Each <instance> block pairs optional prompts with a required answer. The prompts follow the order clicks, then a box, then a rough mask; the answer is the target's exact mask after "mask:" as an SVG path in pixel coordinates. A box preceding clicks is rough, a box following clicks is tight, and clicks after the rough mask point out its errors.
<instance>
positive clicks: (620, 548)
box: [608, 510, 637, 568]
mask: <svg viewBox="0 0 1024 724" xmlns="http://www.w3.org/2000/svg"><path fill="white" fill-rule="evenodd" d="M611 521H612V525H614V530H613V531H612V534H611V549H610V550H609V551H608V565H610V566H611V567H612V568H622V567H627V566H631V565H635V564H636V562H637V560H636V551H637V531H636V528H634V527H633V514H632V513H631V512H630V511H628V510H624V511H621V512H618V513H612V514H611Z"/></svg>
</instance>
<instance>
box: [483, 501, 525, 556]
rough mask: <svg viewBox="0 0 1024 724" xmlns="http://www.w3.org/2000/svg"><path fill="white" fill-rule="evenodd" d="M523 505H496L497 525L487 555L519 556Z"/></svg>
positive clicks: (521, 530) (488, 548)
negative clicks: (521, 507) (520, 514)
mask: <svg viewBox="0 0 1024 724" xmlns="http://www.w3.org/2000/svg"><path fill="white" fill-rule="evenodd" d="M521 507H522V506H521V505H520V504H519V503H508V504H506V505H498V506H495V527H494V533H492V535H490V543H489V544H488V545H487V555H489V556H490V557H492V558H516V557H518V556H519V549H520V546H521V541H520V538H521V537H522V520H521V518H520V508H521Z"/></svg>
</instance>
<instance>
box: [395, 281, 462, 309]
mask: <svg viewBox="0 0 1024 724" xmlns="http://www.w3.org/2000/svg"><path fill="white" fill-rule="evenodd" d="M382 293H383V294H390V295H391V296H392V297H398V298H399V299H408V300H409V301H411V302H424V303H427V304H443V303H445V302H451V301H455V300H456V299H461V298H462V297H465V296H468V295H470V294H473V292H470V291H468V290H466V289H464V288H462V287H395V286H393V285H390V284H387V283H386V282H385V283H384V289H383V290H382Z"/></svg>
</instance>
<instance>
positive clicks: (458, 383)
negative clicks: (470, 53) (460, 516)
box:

*ABOUT THIS EXERCISE*
Repeat, exactly and only, the lines from the beginning of the material through the line that contains "rough mask: <svg".

*SOLUTION TO THE PROBLEM*
Each <instance> block pairs optional prompts with a required answer. The prompts follow the order clicks, then a box, then a rough mask; the answer is the target's exact mask after "mask:" as an SVG path in pixel coordinates. A box preceding clicks is rough, a box following clicks is tight, and clicks after the rough mask point out its errors.
<instance>
positive clicks: (620, 548)
box: [608, 510, 637, 568]
mask: <svg viewBox="0 0 1024 724" xmlns="http://www.w3.org/2000/svg"><path fill="white" fill-rule="evenodd" d="M611 521H612V525H614V530H613V531H612V534H611V549H610V550H609V551H608V565H610V566H611V567H612V568H622V567H627V566H631V565H635V564H636V562H637V560H636V551H637V531H636V528H634V527H633V514H632V513H631V512H630V511H628V510H624V511H621V512H618V513H612V514H611Z"/></svg>
</instance>
<instance>
box: [483, 501, 525, 556]
rough mask: <svg viewBox="0 0 1024 724" xmlns="http://www.w3.org/2000/svg"><path fill="white" fill-rule="evenodd" d="M523 505H496L497 525L487 555L519 556Z"/></svg>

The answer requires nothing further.